Could you arrange every line of the items below as a numbered list, skipping blank lines and leaving the pictures out?

__________________________________________________

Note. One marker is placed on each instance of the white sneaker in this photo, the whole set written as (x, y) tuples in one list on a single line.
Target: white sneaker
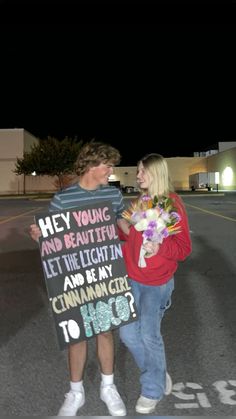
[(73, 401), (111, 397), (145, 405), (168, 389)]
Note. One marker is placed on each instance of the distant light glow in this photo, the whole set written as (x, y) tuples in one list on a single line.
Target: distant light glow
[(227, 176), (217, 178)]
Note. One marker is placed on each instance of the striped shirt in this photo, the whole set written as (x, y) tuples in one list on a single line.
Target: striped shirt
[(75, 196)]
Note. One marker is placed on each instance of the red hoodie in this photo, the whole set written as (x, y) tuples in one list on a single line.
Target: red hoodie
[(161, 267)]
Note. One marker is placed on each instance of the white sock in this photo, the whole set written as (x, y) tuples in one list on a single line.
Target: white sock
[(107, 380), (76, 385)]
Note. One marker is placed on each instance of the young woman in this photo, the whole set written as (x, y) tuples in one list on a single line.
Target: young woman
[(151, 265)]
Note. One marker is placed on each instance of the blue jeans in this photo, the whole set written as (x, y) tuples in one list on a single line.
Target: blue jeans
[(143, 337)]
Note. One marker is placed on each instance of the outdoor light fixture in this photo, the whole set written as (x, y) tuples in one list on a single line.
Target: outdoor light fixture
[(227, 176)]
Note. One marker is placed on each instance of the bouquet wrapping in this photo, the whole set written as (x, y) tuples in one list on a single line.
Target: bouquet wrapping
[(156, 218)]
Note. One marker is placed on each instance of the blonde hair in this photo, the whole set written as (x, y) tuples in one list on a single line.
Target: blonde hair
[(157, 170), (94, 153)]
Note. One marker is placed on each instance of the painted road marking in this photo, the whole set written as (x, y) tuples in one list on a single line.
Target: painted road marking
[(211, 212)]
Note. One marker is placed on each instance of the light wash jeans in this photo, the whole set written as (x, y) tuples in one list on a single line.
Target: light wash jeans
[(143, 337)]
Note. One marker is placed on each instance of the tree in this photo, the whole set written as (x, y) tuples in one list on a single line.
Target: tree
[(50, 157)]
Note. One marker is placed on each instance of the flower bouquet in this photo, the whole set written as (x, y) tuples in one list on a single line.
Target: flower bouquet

__________________________________________________

**Output of the task**
1. Note. One marker is placed on each instance of the white sneaker in this photo, the whole set written as (x, y) tuples in one list on a single line.
2. Target: white sneaker
3. [(73, 401), (111, 397), (145, 405), (168, 389)]
4. Note. One marker is placed on each instance of the distant light glow in this photo, the whole set written as (x, y) tuples in one list on a single line.
5. Target: distant light glow
6. [(227, 176), (217, 178)]
7. Note. One marker is placed on each instance of the striped shirt in this photo, the whole set written as (x, y) tuples in one list on a single line.
8. Target: striped shirt
9. [(75, 196)]
10. Note. One marker is placed on each instance of the red hoodie in this photo, the whole set written as (x, y) tuples in one list on a single line.
11. Target: red hoodie
12. [(161, 267)]
13. Note. One marker is placed on each instance of the white sock in this photo, the whole set written as (x, y) tuples in one list on a single line.
14. Target: white sock
15. [(107, 380), (76, 385)]
16. Note. One marker is placed on each instance of the young woman in this photo, the whole set written as (x, y) tuples in one list on a single line.
17. Target: young woman
18. [(151, 265)]
19. Note. One marker is placed on each instance of the blue jeans in this photo, the whole set written as (x, y) tuples in one list on a single line.
20. Target: blue jeans
21. [(143, 337)]
22. Note. One marker is placed on each instance of the outdoor light fixture in this photo, the whole set written as (x, y) tuples in one list on a single line.
23. Target: outdoor light fixture
24. [(227, 176)]
25. Note. One marker is placed on each instance of the bouquet wrapping in this photo, the whole set written as (x, y) tuples in one list on a single line.
26. Target: bouquet wrapping
27. [(156, 218)]
28. Note. One marker is placed on each instance of the blonde hair in this photo, the whole set written as (x, y) tuples in one list on a single line.
29. Target: blonde hair
30. [(157, 170), (94, 153)]
31. Note. One marker is placed on each instance of the painted road marking in this photo, the whole set written as (x, y) tuples in one list on a single line.
32. Target: painted road marking
33. [(211, 212)]
34. Note. One marker is placed on each instance of the light wash jeans in this photo, the whole set written as (x, y) tuples in one list on a single line.
35. Target: light wash jeans
36. [(143, 337)]
37. Note. One marker is placed on each instance of the tree in this photo, the whole set written as (x, y) tuples in one list on a single line.
38. Target: tree
39. [(50, 157)]
40. Note. One marker is placed on each instance of the flower bouquet in this photo, the whole set written as (x, y) tuples in one list on a single line.
41. Target: flower bouquet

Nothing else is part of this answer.